▶ _Material for this exercise_:
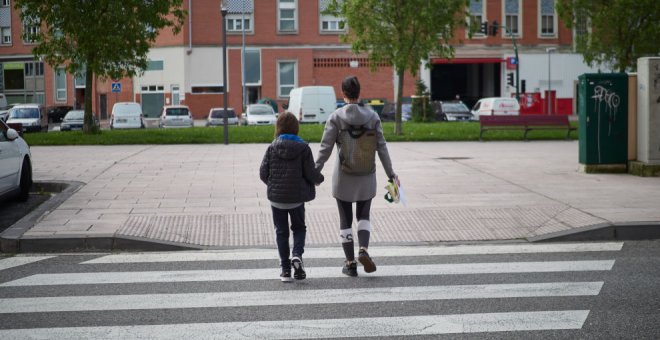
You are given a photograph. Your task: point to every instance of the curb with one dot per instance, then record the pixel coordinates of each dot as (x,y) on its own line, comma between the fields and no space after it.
(626,231)
(10,238)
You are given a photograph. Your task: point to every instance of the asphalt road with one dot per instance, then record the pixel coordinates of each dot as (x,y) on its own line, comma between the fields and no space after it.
(436,292)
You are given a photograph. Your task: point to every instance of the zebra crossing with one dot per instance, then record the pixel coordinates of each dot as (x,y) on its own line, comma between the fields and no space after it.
(236,294)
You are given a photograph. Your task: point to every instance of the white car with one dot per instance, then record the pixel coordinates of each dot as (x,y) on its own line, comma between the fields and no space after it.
(15,164)
(260,114)
(217,115)
(127,115)
(176,116)
(31,116)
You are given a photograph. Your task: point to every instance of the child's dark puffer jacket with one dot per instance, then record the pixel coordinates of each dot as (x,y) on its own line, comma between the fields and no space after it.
(288,170)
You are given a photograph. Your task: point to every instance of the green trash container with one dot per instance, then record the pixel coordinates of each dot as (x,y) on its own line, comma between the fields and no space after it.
(603,117)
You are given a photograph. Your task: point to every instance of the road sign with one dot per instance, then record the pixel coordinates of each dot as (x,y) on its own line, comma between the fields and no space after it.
(116,87)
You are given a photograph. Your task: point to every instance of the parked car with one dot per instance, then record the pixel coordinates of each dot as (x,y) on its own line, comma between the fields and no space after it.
(451,111)
(127,115)
(57,113)
(176,116)
(4,108)
(496,106)
(15,164)
(31,116)
(387,114)
(217,116)
(74,120)
(259,114)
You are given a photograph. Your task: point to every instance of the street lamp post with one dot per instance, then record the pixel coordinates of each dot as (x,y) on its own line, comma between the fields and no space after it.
(549,50)
(223,10)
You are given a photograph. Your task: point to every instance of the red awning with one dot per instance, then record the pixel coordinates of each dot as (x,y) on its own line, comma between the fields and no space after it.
(467,61)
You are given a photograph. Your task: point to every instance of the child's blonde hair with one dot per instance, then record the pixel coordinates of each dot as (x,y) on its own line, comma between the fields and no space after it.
(287,123)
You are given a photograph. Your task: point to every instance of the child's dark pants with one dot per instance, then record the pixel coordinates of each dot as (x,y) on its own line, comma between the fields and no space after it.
(281,221)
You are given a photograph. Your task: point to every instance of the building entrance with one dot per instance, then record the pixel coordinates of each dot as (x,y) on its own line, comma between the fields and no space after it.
(468,78)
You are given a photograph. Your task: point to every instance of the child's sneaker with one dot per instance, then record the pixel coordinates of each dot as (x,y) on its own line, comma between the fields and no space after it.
(298,269)
(350,268)
(367,262)
(285,276)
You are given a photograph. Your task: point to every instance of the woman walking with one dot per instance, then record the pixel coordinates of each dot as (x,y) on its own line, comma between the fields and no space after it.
(353,128)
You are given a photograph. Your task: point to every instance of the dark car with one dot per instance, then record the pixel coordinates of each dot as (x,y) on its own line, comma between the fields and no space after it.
(57,113)
(451,111)
(74,120)
(387,114)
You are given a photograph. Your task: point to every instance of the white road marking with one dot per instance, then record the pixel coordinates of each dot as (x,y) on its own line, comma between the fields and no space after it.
(303,297)
(325,328)
(336,252)
(20,260)
(312,273)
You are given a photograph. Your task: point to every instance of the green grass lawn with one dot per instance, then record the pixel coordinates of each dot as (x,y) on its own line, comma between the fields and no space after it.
(438,131)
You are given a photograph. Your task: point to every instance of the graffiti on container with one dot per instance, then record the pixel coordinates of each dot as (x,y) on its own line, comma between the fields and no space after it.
(610,101)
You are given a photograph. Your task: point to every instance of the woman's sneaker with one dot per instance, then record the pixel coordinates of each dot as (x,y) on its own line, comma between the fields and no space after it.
(298,269)
(367,262)
(285,276)
(350,268)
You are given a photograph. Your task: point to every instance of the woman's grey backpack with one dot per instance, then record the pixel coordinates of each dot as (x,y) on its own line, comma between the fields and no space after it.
(357,150)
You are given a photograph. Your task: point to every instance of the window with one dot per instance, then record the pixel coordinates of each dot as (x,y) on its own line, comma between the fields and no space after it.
(286,77)
(155,65)
(547,20)
(512,17)
(6,35)
(478,13)
(330,23)
(34,69)
(30,30)
(60,85)
(239,16)
(287,16)
(253,67)
(199,89)
(236,23)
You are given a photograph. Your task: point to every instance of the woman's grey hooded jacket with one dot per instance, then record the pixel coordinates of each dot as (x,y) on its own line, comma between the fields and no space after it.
(347,187)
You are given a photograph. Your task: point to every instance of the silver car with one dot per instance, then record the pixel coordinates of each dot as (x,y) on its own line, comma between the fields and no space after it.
(176,116)
(15,164)
(217,115)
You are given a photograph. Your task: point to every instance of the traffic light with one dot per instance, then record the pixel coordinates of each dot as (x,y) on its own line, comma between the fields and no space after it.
(493,28)
(509,79)
(484,28)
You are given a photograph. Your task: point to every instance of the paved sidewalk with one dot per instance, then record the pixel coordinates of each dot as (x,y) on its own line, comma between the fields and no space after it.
(210,196)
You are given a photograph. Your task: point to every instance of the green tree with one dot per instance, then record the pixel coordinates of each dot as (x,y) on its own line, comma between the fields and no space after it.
(401,32)
(104,38)
(614,32)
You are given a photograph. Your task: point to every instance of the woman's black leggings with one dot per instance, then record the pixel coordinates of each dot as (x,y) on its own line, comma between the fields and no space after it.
(346,222)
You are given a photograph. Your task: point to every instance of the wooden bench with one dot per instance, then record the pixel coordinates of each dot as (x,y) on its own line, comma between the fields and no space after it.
(526,123)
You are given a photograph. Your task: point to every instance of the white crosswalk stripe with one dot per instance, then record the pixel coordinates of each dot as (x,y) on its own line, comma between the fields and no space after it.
(326,253)
(328,328)
(321,272)
(20,260)
(104,286)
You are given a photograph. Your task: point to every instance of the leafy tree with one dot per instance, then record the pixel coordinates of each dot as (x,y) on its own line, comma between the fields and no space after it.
(105,38)
(401,32)
(615,32)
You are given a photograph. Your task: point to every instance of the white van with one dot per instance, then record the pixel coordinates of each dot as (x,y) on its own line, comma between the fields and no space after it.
(127,115)
(495,106)
(31,116)
(312,104)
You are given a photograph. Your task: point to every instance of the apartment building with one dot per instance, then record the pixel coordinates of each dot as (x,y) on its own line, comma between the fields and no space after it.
(274,46)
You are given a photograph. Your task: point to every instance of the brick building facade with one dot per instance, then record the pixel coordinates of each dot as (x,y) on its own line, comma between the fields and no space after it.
(289,43)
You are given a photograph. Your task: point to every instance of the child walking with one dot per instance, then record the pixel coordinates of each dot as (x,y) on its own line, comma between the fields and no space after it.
(290,175)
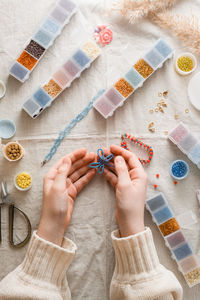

▶ _Instructions for the task_:
Each record should be quoted exactly, with the images omitted.

▶ _Response below_:
You are given a photograph. Your task: point to every instance of the curb with one dot per instance, then record the pixel coordinates of each dot as (x,y) on its own line, comma between the fields and no space after it.
(626,231)
(10,238)
You are given a photograph. Your task: point to every instance of the asphalt road with one dot per instance, then record the pixel coordinates of each dot as (x,y) on its own line, comma between the fields and no space after it.
(436,292)
You are given a photograph. Your task: point to every instance of the zebra crossing with one dot per instance, then record the pixel coordinates of each dot as (x,y) on its own line, comma between the fields and no space after it.
(236,294)
You are given a photograph. Your task: point to every instance of the white car with one dot per instance, then record the pixel coordinates of each dot as (x,y) on its own line, comma between the fields and no space after it.
(15,164)
(260,114)
(217,115)
(127,115)
(176,116)
(31,116)
You are given a photograph. Your task: point to every instance of the child's dark puffer jacket with one dot per instance, then record the pixel coordinates of each dot as (x,y) on its own line, comma between the fields and no space after it.
(288,170)
You are given a photograph. Your task: point to every instance of the green trash container with one dot per instance, then record the pixel coordinates of each dot as (x,y) on its own line, comma between the fields and no space after it.
(603,117)
You are given a photograph. Your task: point to every instance of the road sign with one dot per instance, then record the pixel coordinates of each dot as (x,y) on its own line, comma between the fields and no space after it.
(116,87)
You are given a photograph. Your task: point to every instance of the parked car with one dot per instance, then record the pixel coordinates of each dot as (x,y) on its own line, comma between the fields and no space after it.
(451,111)
(127,115)
(57,113)
(176,116)
(4,108)
(496,106)
(15,164)
(31,116)
(387,114)
(217,116)
(74,120)
(259,114)
You are given a photograph. Your task: point to every instance of the street lamp post with one dot per instance, then record the pixel coordinates of each dot as (x,y) on its own line, comma between the fields and no space after it.
(549,50)
(223,10)
You are given a photograph. Your task: point to every instance of the red awning with one dot per instance, then record the pixel coordinates of each dot as (x,y) on its own line, comma between the fields and no space after it.
(467,61)
You are given a photograph. Your task: point to every instance of the child's blonde hair with one dot per instance, then record the pixel coordinates of each dot as (x,y) on its own line, comma between the fields and no space after it.
(287,123)
You are given a photograph. Your task: point to every instance of the child's dark pants with one dot per instance, then record the pixel coordinates of each dot as (x,y) on its own line, comma between the fields and no space after it.
(281,221)
You are given a photograph. Your task: point to every instance of the building entrance with one dot per instance, then record the pixel coordinates of each dot as (x,y) on its own line, comma between the fields and no space after it.
(468,78)
You are given a photograph. Your task: point to every instance of the child's sneaker with one dot per instance, then record the pixel coordinates of each dot as (x,y) on its own line, comma between the fields and no space after it.
(298,269)
(350,268)
(367,262)
(285,276)
You are given a photograph. Your task: point to every instance of the woman walking with one dot per instance, then record the pixel coordinates of each dot as (x,y) on its own line, comma between the fields and no space after it.
(353,128)
You are given a photograph. Your task: point to every instance of the dark car with one dot per instance, then record the pixel coordinates of each dot as (x,y) on its own line, comma between the fields and no space after it.
(57,113)
(451,111)
(74,120)
(387,114)
You are given a photograph. Your task: point to every instance of the white road marking with one dot per instance, then record the pixel coordinates of each dot as (x,y) on its own line, comma between the fields and no space after it.
(303,297)
(325,328)
(336,252)
(20,260)
(312,273)
You are given a photograph. Your task: point to every instance of the green grass lawn with one dot per instance, then record the pixel coordinates of each dot as (x,y) on its own line, comma between the fields and no space after it.
(438,131)
You are given a photograph. Your task: point to every instance of the graffiti on container with one dot per instance, then record the pixel coordinates of each dot as (x,y) on its own line, comma between the fields and no space after it.
(610,101)
You are given a photograph. Your task: point to every instance of the woman's sneaker with one dot per instance, then record the pixel coordinates of each dot as (x,y) on its own line, comma between the fields and no space after it.
(298,269)
(367,262)
(285,276)
(350,268)
You are given a photograph. Your task: point to every instance of the woman's grey backpack with one dot per instance, then record the pixel coordinates of each dot as (x,y) on its own line, comma between the fields and no space after it.
(357,150)
You are given a photograph. Your task: point to every instance of the window with one dot per instance, then record the pixel coordinates of each dot as (x,y) on its own line, comma between the fields and no space after it.
(286,77)
(155,65)
(547,20)
(512,17)
(6,35)
(478,13)
(330,23)
(34,69)
(30,30)
(60,85)
(239,16)
(287,16)
(253,67)
(199,89)
(236,23)
You are given a photograph. Your task: point to every instance of the woman's grey hooded jacket with one dot per instance, then record the pixel coordinates of each dot as (x,y) on its own line, comma between the fields and no space after it.
(347,187)
You are given a photograph. Your task: point to every instance of the silver car with one dot per instance, then record the pixel coordinates of each dot as (x,y) on its own line, comma between the fields and no space after it.
(176,116)
(15,164)
(217,115)
You are given a photograph. Your task: point to every instance of the traffic light with one dot per instance, then record the pixel coordinates of each dot as (x,y) on its own line, comma between the fields and no space after it.
(493,28)
(509,79)
(484,28)
You are given a photograph. Your task: point to every instance of the paved sidewalk with one dot per instance, then record the pixel coordinates of each dot as (x,y) on its own line, comma between the fields and no space after it.
(210,196)
You are given a photograph. Your task: point to every instance of the green tree with one dot per instance, then record the pixel coordinates of each dot as (x,y) on its own line, comma between the fields and no space after it.
(401,32)
(104,38)
(614,32)
You are given a photograph. Your task: point to every instance of the woman's black leggings with one dot per instance, then record the pixel coordinates of each dot as (x,y) on its own line, comma between the fields and no space after it.
(346,222)
You are given a photograph. Your task: point to every instance of the wooden bench with one dot per instance, then record the pixel coordinates of each dot as (x,y) on its own line, comma between the fields and no space after it.
(526,123)
You are given a photograph. Your task: point to every instance of the white crosswalk stripe with one dot per instance, then record the pixel coordinates of each dot as (x,y) on its own line, comma between the fields and no space after it.
(326,253)
(328,328)
(321,272)
(20,260)
(104,286)
You are given a photograph. Your task: point to every instance of the leafy tree with one dot per instance, then record the pixel coordinates of each dot as (x,y) on its own line, comma between the fields and no space after it.
(105,38)
(401,32)
(615,32)
You are given a photograph. Your task: point to every instance of the white van with one dot per instance, then record the pixel coordinates of each dot as (x,y) on its own line, comma between the fields and no space after it.
(127,115)
(495,106)
(31,116)
(312,104)
You are given a photograph. Your task: point to every instance of the apartment building with one dot per instance, then record the pixel coordinates of each dot as (x,y) on its own line, comma between the fields and no space after it.
(274,46)
You are given a photograph. Your task: point to every instance of the brick building facade with one dot per instance, then record the pixel coordinates of each dot as (x,y) on its own line, comma between the fields and no space after it.
(289,43)
You are given a photograph. Your task: point to every instance of the child walking with one dot per instance, then record the pixel coordinates of each dot as (x,y) on its own line, comma between the fields and no space after it.
(290,175)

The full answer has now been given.